*Problem requirements*. Copy these lines word for word, everything from the very first line down through the line that contains "x=191 y=450", and leave out the pictures.

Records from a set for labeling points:

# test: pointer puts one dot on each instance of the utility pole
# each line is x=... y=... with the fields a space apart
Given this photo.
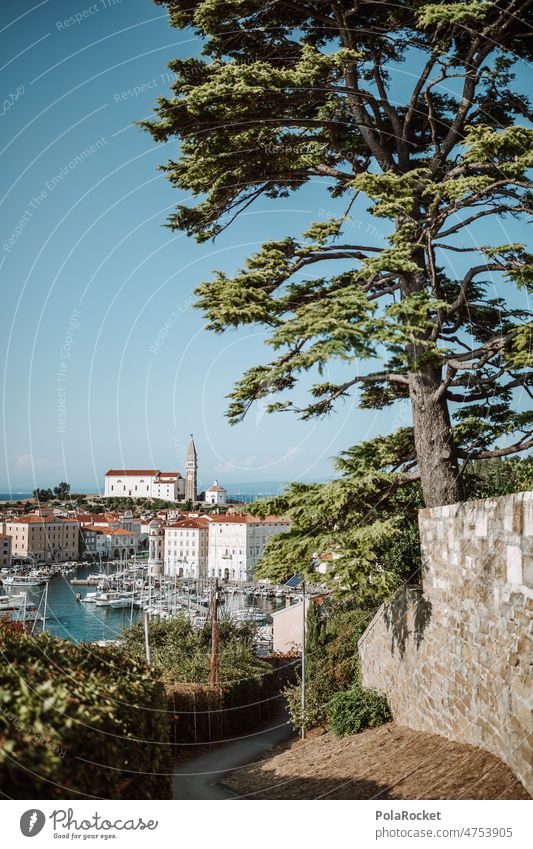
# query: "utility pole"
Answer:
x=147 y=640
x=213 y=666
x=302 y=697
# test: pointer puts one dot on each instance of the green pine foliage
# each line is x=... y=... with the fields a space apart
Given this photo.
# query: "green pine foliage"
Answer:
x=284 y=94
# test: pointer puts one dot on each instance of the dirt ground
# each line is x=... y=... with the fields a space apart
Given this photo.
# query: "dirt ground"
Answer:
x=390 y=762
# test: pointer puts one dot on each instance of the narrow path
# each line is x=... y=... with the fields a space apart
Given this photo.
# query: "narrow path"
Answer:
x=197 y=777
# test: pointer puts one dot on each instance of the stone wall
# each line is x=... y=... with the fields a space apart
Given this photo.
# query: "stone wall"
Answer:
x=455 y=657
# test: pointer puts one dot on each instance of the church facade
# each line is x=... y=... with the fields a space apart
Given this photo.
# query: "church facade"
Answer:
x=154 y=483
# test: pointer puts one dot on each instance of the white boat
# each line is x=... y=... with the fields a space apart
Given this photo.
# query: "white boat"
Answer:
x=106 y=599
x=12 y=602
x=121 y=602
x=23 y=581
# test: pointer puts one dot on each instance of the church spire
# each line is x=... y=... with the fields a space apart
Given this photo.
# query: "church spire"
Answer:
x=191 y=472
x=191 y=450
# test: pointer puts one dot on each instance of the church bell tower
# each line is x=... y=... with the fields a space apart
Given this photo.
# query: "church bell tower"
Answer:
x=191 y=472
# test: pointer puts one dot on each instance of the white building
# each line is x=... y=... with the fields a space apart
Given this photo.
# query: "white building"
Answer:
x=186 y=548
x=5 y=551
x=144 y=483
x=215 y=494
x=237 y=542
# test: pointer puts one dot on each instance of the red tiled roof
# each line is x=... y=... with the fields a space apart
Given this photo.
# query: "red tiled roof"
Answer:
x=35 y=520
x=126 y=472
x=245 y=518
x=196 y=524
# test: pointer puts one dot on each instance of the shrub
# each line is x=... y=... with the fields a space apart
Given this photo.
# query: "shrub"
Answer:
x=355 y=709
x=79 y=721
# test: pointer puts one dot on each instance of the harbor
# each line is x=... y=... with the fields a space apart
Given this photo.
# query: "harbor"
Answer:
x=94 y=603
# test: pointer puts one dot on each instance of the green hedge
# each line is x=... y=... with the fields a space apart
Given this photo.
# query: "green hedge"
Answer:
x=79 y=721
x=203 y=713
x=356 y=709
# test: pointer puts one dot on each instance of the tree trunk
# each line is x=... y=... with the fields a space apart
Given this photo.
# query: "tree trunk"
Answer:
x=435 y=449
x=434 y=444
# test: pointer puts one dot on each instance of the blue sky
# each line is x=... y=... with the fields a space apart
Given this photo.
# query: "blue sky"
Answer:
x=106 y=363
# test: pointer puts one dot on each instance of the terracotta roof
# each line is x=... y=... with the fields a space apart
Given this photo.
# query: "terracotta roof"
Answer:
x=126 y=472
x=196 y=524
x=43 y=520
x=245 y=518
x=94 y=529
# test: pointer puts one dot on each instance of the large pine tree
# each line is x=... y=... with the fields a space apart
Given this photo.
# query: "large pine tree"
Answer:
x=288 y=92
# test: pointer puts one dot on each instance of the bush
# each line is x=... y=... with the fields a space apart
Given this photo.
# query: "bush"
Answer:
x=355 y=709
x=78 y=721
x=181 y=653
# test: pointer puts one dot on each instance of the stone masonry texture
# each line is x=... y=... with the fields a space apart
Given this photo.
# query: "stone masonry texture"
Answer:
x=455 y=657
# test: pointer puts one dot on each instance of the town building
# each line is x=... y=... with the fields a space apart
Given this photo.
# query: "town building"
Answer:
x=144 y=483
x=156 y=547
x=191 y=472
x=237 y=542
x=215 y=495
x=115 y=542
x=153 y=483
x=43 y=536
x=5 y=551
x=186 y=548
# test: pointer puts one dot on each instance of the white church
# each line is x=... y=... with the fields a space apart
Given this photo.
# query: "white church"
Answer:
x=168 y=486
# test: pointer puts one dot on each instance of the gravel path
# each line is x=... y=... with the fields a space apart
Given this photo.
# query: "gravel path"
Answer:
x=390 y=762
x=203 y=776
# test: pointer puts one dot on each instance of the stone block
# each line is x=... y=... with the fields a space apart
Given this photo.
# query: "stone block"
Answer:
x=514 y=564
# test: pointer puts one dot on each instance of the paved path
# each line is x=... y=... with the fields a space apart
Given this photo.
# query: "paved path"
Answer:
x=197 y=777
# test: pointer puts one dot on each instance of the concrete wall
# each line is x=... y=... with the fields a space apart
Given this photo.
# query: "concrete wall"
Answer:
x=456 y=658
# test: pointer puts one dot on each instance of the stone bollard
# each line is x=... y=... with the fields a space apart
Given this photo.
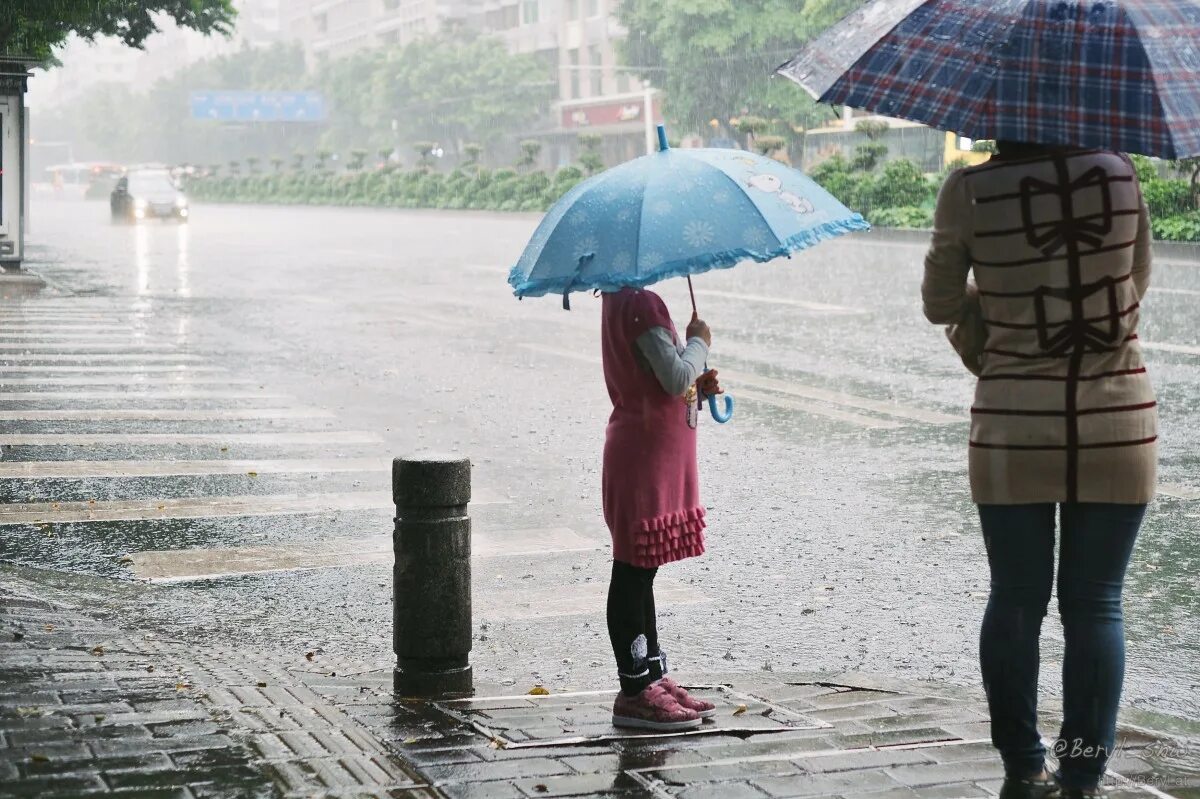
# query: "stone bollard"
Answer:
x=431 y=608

*The solution*.
# test: pointer puts one dot on each instance of the utility pole
# each line is x=... y=... with the fields a space apart
Given this photo.
# query: "utility pole"
Answer:
x=147 y=640
x=213 y=666
x=302 y=697
# test: pointer puts one dot on each instance of the green pine foliage
# each line is x=... y=... with the fields a space apart
Given this photo.
# query: "green pine foliage"
Answer:
x=284 y=94
# test: pointer puts one dot on each instance of the dirt ground
# each line is x=... y=... with the fields a space apart
Given this photo.
# query: "dirt ground"
Answer:
x=390 y=762
# test: pointer puts one dot on each instance of the narrow path
# each line is x=... y=... with the fields a space apart
Given this photo.
# query: "narrow path"
Answer:
x=197 y=777
# test: pointer puts one dot on each instance of the stone wall
# each line is x=... y=... with the fields a space apart
Given this photo.
# query: "stone wall"
Answer:
x=455 y=657
# test: pointer puts one dot on each instance of the church facade
# each line is x=... y=... with the fields a space apart
Given this photo.
# query: "church facade"
Answer:
x=154 y=483
# test: pointer puts one dot on each instance of the white boat
# each line is x=... y=... with the fields a space apart
Given this photo.
# query: "white boat"
Answer:
x=106 y=599
x=12 y=602
x=121 y=602
x=23 y=581
# test: pointer puts one dot on each instance of the church spire
# each line is x=... y=... with the fields a space apart
Given this photo.
# query: "church spire"
Answer:
x=191 y=472
x=191 y=450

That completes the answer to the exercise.